Render all the items below as a two-column CSV with the columns "note" and "points", one row per item: the item's text goes in "note" and its answer in "points", each in a single quoted field with line breaks replaced by spaces. Omit the pictures.

┄┄┄┄┄┄

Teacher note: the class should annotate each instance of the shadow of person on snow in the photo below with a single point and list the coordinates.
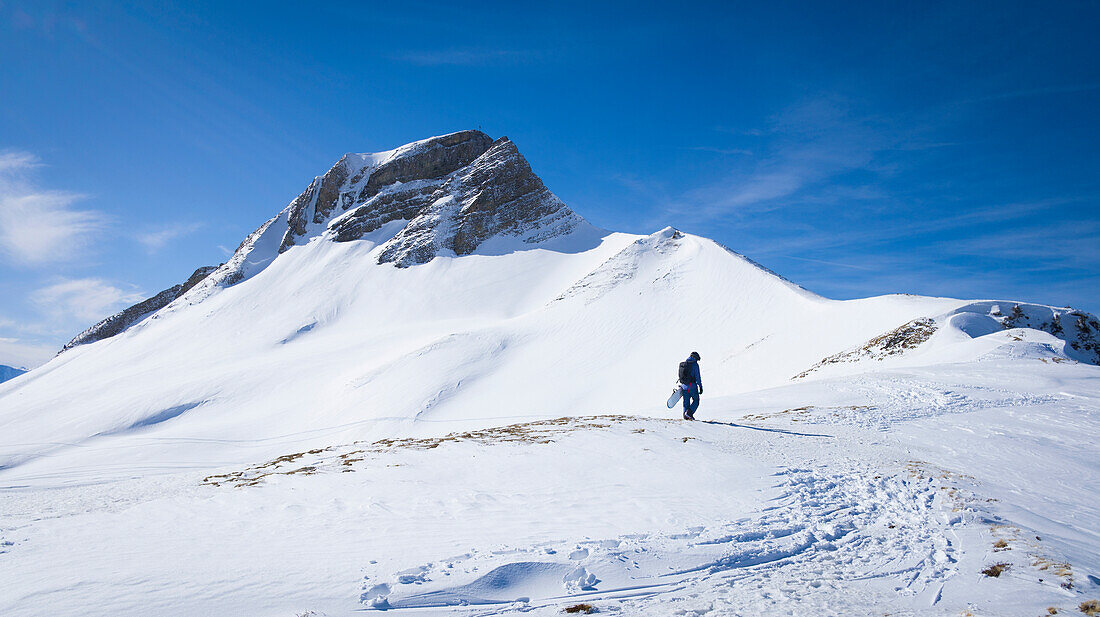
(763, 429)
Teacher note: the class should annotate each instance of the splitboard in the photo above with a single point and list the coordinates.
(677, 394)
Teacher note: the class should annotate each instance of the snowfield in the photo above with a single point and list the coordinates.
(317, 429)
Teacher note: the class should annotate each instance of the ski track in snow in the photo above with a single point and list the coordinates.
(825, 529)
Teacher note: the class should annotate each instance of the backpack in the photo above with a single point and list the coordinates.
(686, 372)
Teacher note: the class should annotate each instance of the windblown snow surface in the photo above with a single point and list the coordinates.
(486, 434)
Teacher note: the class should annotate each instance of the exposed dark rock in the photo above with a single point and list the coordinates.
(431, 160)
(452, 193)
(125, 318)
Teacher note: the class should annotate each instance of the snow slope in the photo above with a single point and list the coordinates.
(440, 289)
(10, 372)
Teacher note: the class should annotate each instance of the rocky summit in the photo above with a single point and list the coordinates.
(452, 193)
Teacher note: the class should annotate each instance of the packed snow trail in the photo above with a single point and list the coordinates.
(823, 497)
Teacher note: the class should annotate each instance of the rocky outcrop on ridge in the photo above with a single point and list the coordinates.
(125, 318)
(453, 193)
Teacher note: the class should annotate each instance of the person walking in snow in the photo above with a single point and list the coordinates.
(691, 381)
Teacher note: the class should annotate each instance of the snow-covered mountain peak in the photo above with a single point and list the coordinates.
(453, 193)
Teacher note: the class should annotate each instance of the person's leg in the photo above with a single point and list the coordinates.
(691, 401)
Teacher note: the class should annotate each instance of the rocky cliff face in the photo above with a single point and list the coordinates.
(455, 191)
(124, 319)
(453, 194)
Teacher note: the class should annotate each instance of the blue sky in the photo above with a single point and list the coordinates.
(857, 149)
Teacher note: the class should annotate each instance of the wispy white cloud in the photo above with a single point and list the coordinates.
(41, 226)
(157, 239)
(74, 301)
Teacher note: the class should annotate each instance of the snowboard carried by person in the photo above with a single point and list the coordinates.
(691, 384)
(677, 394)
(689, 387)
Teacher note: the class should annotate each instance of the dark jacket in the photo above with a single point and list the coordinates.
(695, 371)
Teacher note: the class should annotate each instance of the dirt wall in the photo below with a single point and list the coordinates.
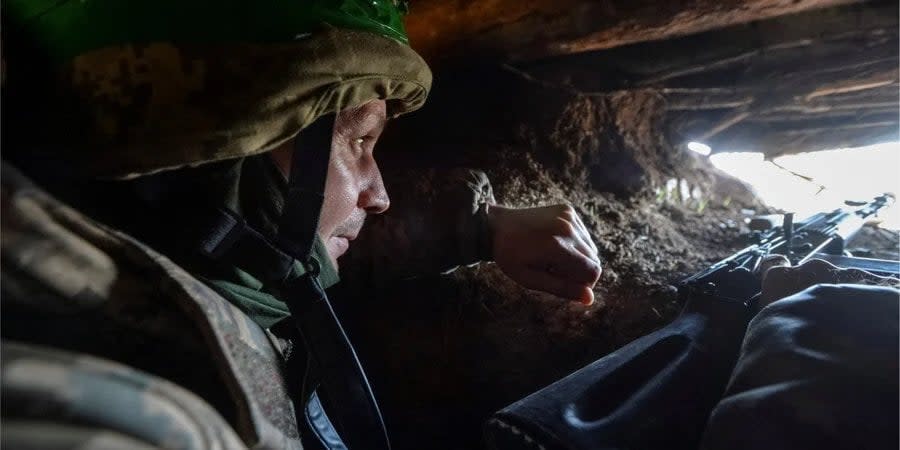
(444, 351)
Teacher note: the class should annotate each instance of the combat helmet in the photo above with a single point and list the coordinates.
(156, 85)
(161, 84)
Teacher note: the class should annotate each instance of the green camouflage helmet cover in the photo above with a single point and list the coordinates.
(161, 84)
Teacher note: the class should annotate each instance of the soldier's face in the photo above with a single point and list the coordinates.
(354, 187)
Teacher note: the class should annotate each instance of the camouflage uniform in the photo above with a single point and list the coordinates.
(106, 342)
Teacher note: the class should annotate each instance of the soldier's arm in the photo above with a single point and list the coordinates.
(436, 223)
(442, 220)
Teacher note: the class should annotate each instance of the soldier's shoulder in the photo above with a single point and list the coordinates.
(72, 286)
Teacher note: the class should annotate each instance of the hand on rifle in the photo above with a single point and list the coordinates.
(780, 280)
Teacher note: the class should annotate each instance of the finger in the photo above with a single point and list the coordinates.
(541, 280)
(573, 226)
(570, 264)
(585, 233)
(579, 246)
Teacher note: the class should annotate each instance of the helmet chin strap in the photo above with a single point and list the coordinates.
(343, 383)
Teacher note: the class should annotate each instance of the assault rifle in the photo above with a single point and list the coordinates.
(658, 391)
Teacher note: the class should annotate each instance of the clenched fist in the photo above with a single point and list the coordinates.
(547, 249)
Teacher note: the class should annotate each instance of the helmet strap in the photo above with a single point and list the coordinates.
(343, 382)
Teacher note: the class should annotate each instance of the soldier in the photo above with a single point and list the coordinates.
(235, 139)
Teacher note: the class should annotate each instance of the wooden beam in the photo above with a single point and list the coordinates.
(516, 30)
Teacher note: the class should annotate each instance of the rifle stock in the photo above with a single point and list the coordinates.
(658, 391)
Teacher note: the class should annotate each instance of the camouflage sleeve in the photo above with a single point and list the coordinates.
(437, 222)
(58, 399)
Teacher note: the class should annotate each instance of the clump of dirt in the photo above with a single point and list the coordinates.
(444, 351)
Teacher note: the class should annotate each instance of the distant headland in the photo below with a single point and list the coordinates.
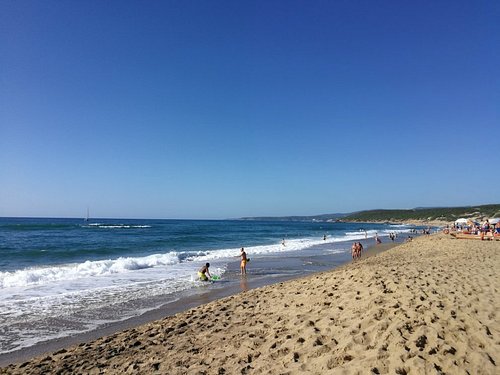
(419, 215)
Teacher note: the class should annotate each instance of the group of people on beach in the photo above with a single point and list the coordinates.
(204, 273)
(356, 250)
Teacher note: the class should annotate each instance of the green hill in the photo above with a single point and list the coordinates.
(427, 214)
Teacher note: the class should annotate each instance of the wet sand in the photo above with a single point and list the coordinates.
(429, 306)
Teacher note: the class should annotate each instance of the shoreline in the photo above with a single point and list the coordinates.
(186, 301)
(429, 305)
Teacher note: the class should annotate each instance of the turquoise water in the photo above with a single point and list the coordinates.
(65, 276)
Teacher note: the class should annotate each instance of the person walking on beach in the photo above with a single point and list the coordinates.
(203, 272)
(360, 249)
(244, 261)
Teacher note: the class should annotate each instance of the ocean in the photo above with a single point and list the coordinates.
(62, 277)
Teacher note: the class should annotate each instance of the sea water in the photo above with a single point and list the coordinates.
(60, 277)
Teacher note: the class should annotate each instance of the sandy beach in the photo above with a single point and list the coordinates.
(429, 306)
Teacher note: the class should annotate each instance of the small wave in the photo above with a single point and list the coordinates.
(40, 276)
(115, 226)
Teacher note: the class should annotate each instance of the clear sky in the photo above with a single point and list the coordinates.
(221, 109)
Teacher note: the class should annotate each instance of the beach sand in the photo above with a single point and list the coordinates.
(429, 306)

┄┄┄┄┄┄

**Result of the exercise**
note,points
"Teacher note: the class should annotate each instance of the shadow of person on snow in the photo below with a single point and list the coordinates.","(763, 429)"
"Teacher note: the class should annotate each instance of the splitboard in the photo above with a single point and list the coordinates.","(677, 394)"
"Teacher note: the class should annotate each instance of the snowfield in the photo above with a single point and list the coordinates.","(317, 429)"
"Teacher note: the class should annotate each instance of the ski track in snow in the photo above with a single point and list the coordinates.","(825, 529)"
"Teacher note: the class should annotate each instance of the backpack in the photo above with a single point and list the coordinates.","(686, 372)"
"Teacher note: the class should annotate each instance of the windblown snow surface in the photo above with a single point and list the coordinates.","(486, 434)"
"Teacher note: the class should annotate each instance of the exposed dark rock in the photo above with a single point and list the coordinates.","(431, 160) (452, 193) (125, 318)"
"Teacher note: the class should annotate each instance of the snow slope in the photo above with a single point and list the coordinates.","(440, 289) (10, 372)"
"Teacher note: the class should annotate each instance of the rocky summit in the photo above with a single point and list the coordinates.","(452, 193)"
"Teacher note: the class should annotate each instance of the packed snow trail in the photo above with a single point and list the coordinates.","(823, 497)"
"Teacher note: the class should annotate each instance of the rocky outcrop on ridge in the photo above with a single point and list the coordinates.","(125, 318) (453, 193)"
"Teacher note: the class should annotate each instance of the person walking in snow in the photo above with a single point and list the coordinates.","(691, 381)"
"Teacher note: the class should annotate each instance of the snow-covered mountain peak in the photo above with a single point and list the coordinates.","(453, 193)"
"Teacher note: the class should annotate each instance of the person's leg in the photo above with a single point and list the coordinates.","(691, 401)"
"Teacher note: the class should annotate each instance of the rocky cliff face in the photo above with a single point and list the coordinates.","(455, 191) (124, 319) (453, 194)"
"Teacher note: the class should annotate each instance of the blue sky in the photo above with a single point and list the coordinates.","(857, 149)"
"Teacher note: the class should annotate each instance of the wispy white cloud in the photo above with a single point and list the coordinates.","(41, 226) (157, 239) (74, 301)"
"Teacher note: the class should annotate each instance of the snowboard carried by person in the photo above with a single point and list the coordinates.","(691, 384) (677, 394) (689, 387)"
"Teacher note: the class should annotate each instance of the dark jacket in the photo above with a single point and list the coordinates.","(695, 371)"
"Teacher note: the class should annotate each instance of the dirt wall in the photo below with a single point and list the coordinates.","(444, 351)"
"Teacher note: the class should annotate each instance of the combat helmet in the photo above with a single point and list the coordinates.","(156, 85) (161, 84)"
"Teacher note: the class should annotate each instance of the green camouflage helmet cover in the photo above with a single point and list the coordinates.","(161, 84)"
"Teacher note: the class should annotate each instance of the soldier's face in the photo above with a single point and list the coordinates.","(354, 187)"
"Teacher note: the class should annotate each instance of the camouflage uniform in the photo above with a single point and list the coordinates.","(106, 342)"
"Teacher note: the class should annotate each instance of the soldier's arm in the photo above with a single point and list the coordinates.","(436, 223) (442, 220)"
"Teacher note: the class should annotate each instance of the soldier's shoulder in the photo above with a single point and list the coordinates.","(72, 286)"
"Teacher note: the class should annotate each instance of the hand on rifle in the photo above with a single point and list the coordinates.","(780, 280)"
"Teacher note: the class should annotate each instance of the finger in the photo above with a single point and list the coordinates.","(541, 280) (573, 226) (570, 264) (585, 233) (579, 246)"
"Teacher note: the class should annotate each instance of the helmet chin strap in the photo above with a single point and list the coordinates.","(343, 383)"
"Teacher note: the class should annotate each instance of the assault rifle in the photo above with a single point and list the coordinates.","(658, 391)"
"Teacher note: the class should annotate each instance of the clenched fist in the photo above with a single point and list the coordinates.","(547, 249)"
"Teacher note: the class should annotate each instance of the helmet strap in the photo above with a single point and list the coordinates.","(343, 382)"
"Teacher note: the class should annotate each instance of the soldier in the photo above with a single point and list the coordinates.","(235, 139)"
"Teacher note: the class should annotate each instance of the wooden beam in the photo above with a single point and list the coordinates.","(516, 30)"
"Teacher note: the class should annotate each instance of the rifle stock in the photo above with a single point and list the coordinates.","(658, 391)"
"Teacher note: the class should annotate each instance of the camouflage sleeve in the photo above with a single point and list the coordinates.","(437, 222) (58, 399)"
"Teacher note: the class should annotate each instance of the clump of dirt in the photo above with a single point and list the coordinates.","(444, 351)"
"Teacher note: the class should annotate each instance of the distant headland in the photo below with a single point and list the coordinates.","(419, 215)"
"Teacher note: the class should annotate each instance of the group of people on beach in the photo above with a single point and list the coordinates.","(204, 273) (356, 250)"
"Teacher note: the class should annotate each instance of the green hill in the photo above with a single point and list the coordinates.","(427, 214)"
"Teacher note: the class should annotate each instance of the wet sand in the photo above with a single point and list the coordinates.","(429, 306)"
"Teacher note: the class should annotate each instance of the shoreline in the photo above with a single point and list the coordinates.","(186, 301) (429, 305)"
"Teacher note: the class should annotate each instance of the turquoise water in the photo above with a single point and list the coordinates.","(65, 276)"
"Teacher note: the class should annotate each instance of the person walking on beach in the photo above with a single point and list the coordinates.","(203, 272) (360, 249) (244, 261)"
"Teacher note: the class should annotate each instance of the ocean in the photo above with a single point and list the coordinates.","(62, 277)"
"Teacher note: the class should annotate each instance of the sea water in the photo above with a single point and list the coordinates.","(60, 277)"
"Teacher note: the class should annotate each instance of the sandy beach in the photo above with a single point and list the coordinates.","(429, 306)"
"Teacher note: the class should annotate each instance of the small wave in the photo above with a single point and list the coordinates.","(40, 276) (115, 226)"
"Teacher note: the class should annotate each instance of the clear sky in the photo above with a single point and list the coordinates.","(221, 109)"
"Teacher note: the class should annotate each instance of the beach sand in the photo above with a single point and list the coordinates.","(429, 306)"